Tasks:
A. In the news excerpt about the Iran cash payment, what kind of plane carried three of the freed Americans out of Tehran?
B. Carry on the news excerpt about the Iran cash payment, picking up after its final sentence.

====== Excerpt to read ======

It is the first time the US has so clearly linked the two events, which critics have painted as a hostage-ransom arrangement.

State Department spokesman John Kirby repeated the administration’s line that negotiations to return the Iranian money – from a military-equipment deal with the US-backed shah in the 1970s – were conducted separately from talks to free four US citizens in Iran.

But he said the US withheld the delivery of the cash as leverage until Iran permitted the Americans to leave the country.

“We had concerns that Iran may renege on the prisoner release,” Mr Kirby said, citing delays and mutual mistrust between countries that severed diplomatic relations 36 years ago.

He said that as the US “of course sought to retain maximum leverage until after the American citizens were released. – that was our top priority”.

Both events occurred on January 17, fuelling suspicions from Republican politicians accusations from party presidential nominee Donald Trump of a deal that undermined America’s long-standing opposition to ransom payments.

In a speech in Charlotte, North Carolina, Mr Trump accused President Barack Obama of lying.

“He denied it was for the hostages, but it was. He said we don’t pay ransom, but he did. He lied about the hostages, openly and blatantly,” Mr Trump said.

Mr Kirby spoke a day after The Wall Street Journal reported new details of what happened on January 17.

US officials would not let Iran bring the cash home from a Geneva airport until a Swiss Air Force plane carrying three of the freed Americans departed from Tehran, the paper reported. The fourth American left on a commercial flight.

====== Given records ======

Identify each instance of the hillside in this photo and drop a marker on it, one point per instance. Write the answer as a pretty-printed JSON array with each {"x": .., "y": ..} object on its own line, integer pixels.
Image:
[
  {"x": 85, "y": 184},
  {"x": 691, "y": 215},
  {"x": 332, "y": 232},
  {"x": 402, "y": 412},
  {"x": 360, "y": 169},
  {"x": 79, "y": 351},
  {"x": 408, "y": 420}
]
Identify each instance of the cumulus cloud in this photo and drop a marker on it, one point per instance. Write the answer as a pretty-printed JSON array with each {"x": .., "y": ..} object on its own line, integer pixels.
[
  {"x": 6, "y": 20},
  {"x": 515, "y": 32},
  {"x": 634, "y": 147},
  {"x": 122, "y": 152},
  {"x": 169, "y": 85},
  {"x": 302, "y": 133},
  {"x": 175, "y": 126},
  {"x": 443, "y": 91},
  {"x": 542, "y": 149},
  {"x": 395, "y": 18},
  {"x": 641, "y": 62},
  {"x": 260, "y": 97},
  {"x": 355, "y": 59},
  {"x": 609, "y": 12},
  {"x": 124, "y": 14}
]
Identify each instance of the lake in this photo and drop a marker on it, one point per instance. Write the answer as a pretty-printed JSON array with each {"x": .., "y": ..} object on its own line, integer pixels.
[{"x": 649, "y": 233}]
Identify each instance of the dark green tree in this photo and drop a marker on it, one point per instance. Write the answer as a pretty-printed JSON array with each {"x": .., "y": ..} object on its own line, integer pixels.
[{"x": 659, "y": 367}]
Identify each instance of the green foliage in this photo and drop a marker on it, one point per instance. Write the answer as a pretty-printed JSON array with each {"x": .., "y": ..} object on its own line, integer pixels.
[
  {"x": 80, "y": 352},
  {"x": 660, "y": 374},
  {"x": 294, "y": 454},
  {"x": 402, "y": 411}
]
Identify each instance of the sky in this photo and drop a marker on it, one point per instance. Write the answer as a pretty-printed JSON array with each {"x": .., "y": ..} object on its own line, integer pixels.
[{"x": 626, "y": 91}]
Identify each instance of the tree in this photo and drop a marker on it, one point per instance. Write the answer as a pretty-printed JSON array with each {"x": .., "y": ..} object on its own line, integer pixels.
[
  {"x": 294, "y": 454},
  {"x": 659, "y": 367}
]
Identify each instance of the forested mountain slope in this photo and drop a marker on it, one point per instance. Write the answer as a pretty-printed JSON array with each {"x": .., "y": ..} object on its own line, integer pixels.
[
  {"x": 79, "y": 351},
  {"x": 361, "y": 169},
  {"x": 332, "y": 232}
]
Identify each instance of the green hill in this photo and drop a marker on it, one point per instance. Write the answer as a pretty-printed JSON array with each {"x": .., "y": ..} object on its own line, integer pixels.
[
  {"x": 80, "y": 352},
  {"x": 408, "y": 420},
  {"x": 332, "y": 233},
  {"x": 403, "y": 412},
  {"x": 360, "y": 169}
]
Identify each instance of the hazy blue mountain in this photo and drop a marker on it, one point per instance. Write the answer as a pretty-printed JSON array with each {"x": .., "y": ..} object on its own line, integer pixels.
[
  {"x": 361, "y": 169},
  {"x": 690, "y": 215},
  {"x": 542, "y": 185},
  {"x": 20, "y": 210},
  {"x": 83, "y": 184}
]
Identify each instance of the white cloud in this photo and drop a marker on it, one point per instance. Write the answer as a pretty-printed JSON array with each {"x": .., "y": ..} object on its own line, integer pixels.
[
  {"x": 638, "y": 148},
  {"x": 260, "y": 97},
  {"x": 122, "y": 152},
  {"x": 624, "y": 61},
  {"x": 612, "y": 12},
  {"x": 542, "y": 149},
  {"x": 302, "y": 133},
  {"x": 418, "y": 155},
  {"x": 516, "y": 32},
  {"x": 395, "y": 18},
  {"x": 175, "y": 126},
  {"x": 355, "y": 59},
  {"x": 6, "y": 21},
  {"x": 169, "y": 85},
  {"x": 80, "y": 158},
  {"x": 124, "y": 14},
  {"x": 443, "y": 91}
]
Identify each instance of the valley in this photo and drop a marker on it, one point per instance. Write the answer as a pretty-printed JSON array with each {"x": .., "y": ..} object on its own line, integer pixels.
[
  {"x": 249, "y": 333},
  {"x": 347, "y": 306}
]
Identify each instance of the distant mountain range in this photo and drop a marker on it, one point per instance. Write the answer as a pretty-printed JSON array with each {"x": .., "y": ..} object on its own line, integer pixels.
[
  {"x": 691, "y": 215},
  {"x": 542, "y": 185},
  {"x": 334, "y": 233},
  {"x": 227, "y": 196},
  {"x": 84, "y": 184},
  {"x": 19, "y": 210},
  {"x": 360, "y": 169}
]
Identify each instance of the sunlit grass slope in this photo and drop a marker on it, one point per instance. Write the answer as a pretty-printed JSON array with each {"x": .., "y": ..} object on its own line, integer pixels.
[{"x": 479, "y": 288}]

======

Expected answers:
A. A Swiss Air Force plane.

B.
Earlier this month, after the revelation the US delivered the money in pallets of cash, the administration flatly denied any connection between the payment and the prisoners.

“Reports of link between prisoner release & payment to Iran are completely false,” Mr Kirby tweeted at the time.

The money comes from an account used by the Iranian government to buy American military equipment in the days of the shah.

The equipment was never delivered after the shah’s government was overthrown in 1979 and revolutionaries took American hostages at the US Embassy in Tehran. The two sides have argued over the account and numerous other financial claims ever since.

Mr Obama has said his negotiators secured the US a good deal on a busy diplomatic weekend that also included finalising the seven-nation nuclear accord. But he and other officials have consistently denied any linkages.

“We actually had diplomatic negotiations and conversations with Iran for the first time in several decades,” Mr Obama said on August 5, meaning “our ability to clear accounts on a number of different issues at the same time converged”.

He stressed: “This wasn’t some nefarious deal.”

Some Iranian officials immediately linked the payment to the release of four Americans, including Washington Post reporter Jason Rezaian, who had been held in Iranian prisons.

Another of the prisoners, pastor Saeed Abedini, also linked the two events.

He said as the prisoners waited for hours at an airport to leave Iran, a senior Iranian intelligence official informed them their departure depended on the plane with the cash.